Collected data entries
┄┄┄┄┄┄┄┄┄┄┄┄┄┄┄┄┄┄┄┄

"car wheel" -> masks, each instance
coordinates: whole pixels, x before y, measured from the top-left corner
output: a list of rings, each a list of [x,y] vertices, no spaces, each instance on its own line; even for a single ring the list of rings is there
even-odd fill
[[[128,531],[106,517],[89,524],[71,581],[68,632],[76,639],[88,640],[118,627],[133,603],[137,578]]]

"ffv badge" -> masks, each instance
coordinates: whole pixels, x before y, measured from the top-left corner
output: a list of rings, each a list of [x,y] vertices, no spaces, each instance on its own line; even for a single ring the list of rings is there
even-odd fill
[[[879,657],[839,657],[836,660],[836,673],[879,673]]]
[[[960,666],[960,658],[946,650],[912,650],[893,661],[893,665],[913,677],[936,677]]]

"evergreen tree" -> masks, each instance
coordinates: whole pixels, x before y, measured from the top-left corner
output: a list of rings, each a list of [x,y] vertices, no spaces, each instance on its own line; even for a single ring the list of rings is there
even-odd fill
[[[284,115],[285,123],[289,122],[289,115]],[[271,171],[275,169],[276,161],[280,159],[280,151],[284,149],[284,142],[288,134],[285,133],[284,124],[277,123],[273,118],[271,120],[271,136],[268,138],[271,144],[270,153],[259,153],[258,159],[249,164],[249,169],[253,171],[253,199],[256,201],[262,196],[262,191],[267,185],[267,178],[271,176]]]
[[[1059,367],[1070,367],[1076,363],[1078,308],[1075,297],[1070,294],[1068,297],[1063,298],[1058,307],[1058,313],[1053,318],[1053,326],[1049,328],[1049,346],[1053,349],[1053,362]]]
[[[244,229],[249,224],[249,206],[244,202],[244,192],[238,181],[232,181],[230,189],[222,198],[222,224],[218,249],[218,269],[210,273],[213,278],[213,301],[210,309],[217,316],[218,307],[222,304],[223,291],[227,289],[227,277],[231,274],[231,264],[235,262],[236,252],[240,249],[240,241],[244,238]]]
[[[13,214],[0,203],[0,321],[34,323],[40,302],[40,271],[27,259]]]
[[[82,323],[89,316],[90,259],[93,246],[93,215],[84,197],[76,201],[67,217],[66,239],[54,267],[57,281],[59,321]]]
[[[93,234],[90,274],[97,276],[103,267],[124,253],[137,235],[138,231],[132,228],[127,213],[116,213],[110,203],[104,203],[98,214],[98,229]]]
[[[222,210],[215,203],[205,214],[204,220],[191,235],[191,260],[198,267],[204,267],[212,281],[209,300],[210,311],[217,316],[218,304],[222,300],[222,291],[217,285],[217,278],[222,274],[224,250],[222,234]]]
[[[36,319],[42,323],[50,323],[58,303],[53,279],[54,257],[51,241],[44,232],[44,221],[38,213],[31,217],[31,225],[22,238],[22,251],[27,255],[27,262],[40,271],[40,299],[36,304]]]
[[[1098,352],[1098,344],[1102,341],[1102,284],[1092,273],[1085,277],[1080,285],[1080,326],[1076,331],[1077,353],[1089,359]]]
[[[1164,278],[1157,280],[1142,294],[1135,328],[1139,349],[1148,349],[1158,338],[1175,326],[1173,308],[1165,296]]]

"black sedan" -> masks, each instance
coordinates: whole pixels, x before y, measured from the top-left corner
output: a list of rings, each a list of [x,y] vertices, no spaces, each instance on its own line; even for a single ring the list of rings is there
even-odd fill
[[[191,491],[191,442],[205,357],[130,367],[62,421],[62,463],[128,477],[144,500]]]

┄┄┄┄┄┄┄┄┄┄┄┄┄┄┄┄┄┄┄┄

Every entry should be retyped exactly as it appears.

TASK RESULT —
"car wheel" -> masks, each instance
coordinates: whole pixels, x before y, measured from the top-left corner
output: a list of rings, each a list of [x,y] vertices, no spaces, each instance on its own line; even for a single ring the list of rings is there
even-odd fill
[[[128,531],[106,517],[89,524],[71,581],[68,632],[76,639],[88,640],[118,627],[133,603],[137,578]]]

"ffv badge" -> masks, each instance
coordinates: whole pixels, x before y, measured from the top-left corner
output: a list of rings, each a list of [x,y] vertices, no spaces, each instance on its own line; even for a single ring the list of rings is there
even-odd fill
[[[879,657],[839,657],[836,660],[836,673],[879,673]]]
[[[960,666],[960,658],[946,650],[912,650],[893,661],[893,665],[913,677],[936,677]]]

"evergreen tree" -> masks, each instance
coordinates: whole pixels, x before y, measured from the top-left corner
output: a list of rings, each a list of [x,y] vertices, no spaces, each instance on its own line; even for a single ring the list of rings is there
even-odd fill
[[[284,115],[285,123],[289,122],[289,115]],[[271,171],[275,169],[276,161],[280,159],[280,151],[284,149],[284,142],[288,134],[285,133],[284,124],[277,123],[273,118],[271,120],[271,136],[268,138],[271,144],[270,153],[259,153],[258,159],[249,164],[249,169],[253,171],[253,199],[256,201],[262,196],[262,191],[267,185],[267,178],[271,176]]]
[[[1059,367],[1070,367],[1076,363],[1078,308],[1075,297],[1070,294],[1068,297],[1063,298],[1058,307],[1058,313],[1053,318],[1053,326],[1049,328],[1049,346],[1053,349],[1053,362]]]
[[[244,229],[249,224],[249,206],[244,202],[244,192],[238,181],[232,181],[230,189],[222,198],[222,224],[218,249],[218,269],[210,273],[213,278],[213,301],[210,309],[217,316],[218,307],[222,304],[223,291],[227,289],[227,277],[231,274],[231,264],[235,262],[236,252],[240,249],[240,241],[244,238]]]
[[[13,214],[0,203],[0,321],[34,323],[40,302],[40,271],[27,259]]]
[[[82,323],[89,316],[90,259],[93,246],[93,215],[84,197],[76,201],[67,217],[66,239],[54,267],[57,281],[59,321]]]
[[[93,234],[90,274],[97,276],[103,267],[124,253],[137,235],[138,231],[132,228],[127,213],[116,213],[110,203],[104,203],[98,214],[98,229]]]
[[[222,210],[215,203],[205,214],[204,220],[191,235],[191,260],[198,267],[204,267],[212,281],[209,300],[210,311],[217,316],[218,304],[222,300],[222,291],[217,285],[217,278],[222,274],[224,250],[222,234]]]
[[[36,319],[42,323],[50,323],[58,303],[53,279],[54,257],[51,241],[44,232],[44,221],[38,213],[31,217],[31,225],[22,238],[22,251],[27,255],[27,262],[40,271],[40,299],[36,304]]]
[[[1098,352],[1098,344],[1102,341],[1102,284],[1092,273],[1085,277],[1080,285],[1080,326],[1076,331],[1077,353],[1089,359]]]
[[[1164,278],[1157,280],[1142,294],[1135,328],[1139,349],[1148,349],[1158,338],[1175,326],[1173,308],[1165,296]]]

"black sedan" -> masks, each instance
coordinates: whole pixels, x before y, measured from the top-left corner
output: a list of rings, each a list of [x,y] vertices, no spaces, each instance on its own line; even for a single ring the list of rings is there
even-odd fill
[[[191,491],[191,442],[205,357],[130,367],[62,421],[62,463],[128,477],[144,500]]]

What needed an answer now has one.